> **Provided records**:
━━━━━━━━━━

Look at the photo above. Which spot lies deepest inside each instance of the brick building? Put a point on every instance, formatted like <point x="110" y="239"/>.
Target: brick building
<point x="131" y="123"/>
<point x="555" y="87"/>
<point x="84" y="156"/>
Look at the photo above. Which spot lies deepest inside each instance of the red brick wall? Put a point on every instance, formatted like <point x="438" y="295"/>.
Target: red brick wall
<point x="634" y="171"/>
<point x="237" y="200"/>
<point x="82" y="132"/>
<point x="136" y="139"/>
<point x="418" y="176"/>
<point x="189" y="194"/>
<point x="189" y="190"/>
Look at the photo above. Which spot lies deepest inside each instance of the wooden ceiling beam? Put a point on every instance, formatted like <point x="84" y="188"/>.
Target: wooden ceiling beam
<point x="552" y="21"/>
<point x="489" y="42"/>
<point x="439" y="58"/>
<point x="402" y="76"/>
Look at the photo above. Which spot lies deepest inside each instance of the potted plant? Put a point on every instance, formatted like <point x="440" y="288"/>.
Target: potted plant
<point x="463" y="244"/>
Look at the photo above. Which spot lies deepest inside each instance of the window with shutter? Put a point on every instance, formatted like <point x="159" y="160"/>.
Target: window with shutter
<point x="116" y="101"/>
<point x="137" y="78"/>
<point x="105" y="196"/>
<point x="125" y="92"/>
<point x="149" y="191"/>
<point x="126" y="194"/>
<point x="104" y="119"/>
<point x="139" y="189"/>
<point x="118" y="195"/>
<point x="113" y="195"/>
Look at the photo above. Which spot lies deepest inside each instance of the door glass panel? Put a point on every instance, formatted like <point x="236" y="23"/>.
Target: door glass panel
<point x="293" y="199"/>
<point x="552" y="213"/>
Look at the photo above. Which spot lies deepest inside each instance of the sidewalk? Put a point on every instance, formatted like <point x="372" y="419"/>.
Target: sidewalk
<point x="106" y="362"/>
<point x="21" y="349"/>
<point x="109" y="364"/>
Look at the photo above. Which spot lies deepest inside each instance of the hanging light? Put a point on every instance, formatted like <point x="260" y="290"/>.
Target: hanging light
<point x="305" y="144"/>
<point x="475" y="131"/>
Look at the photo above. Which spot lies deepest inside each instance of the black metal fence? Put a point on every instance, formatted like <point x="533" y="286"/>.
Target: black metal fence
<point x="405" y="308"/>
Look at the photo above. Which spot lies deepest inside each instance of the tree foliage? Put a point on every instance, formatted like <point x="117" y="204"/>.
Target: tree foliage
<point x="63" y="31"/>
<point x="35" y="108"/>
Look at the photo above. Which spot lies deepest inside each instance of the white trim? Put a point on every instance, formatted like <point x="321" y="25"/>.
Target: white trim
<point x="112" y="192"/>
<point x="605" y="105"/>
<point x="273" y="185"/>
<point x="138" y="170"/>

━━━━━━━━━━

> **Exercise directions**: Which lines run from the one containing "of the tree" to the end of the data? Output them exactly, with nothing added.

> **Exercise answer**:
Look at the photo above. Which spot lies deepest inside each instance of the tree foliage? Put a point on every instance, formatted like <point x="117" y="204"/>.
Target: tree foliage
<point x="63" y="31"/>
<point x="35" y="108"/>
Look at the photo above. Which spot lies deepest inside each instance of the white trim? Put a point on every instance, formatted like <point x="321" y="25"/>.
Target: white trim
<point x="112" y="192"/>
<point x="605" y="105"/>
<point x="273" y="185"/>
<point x="138" y="170"/>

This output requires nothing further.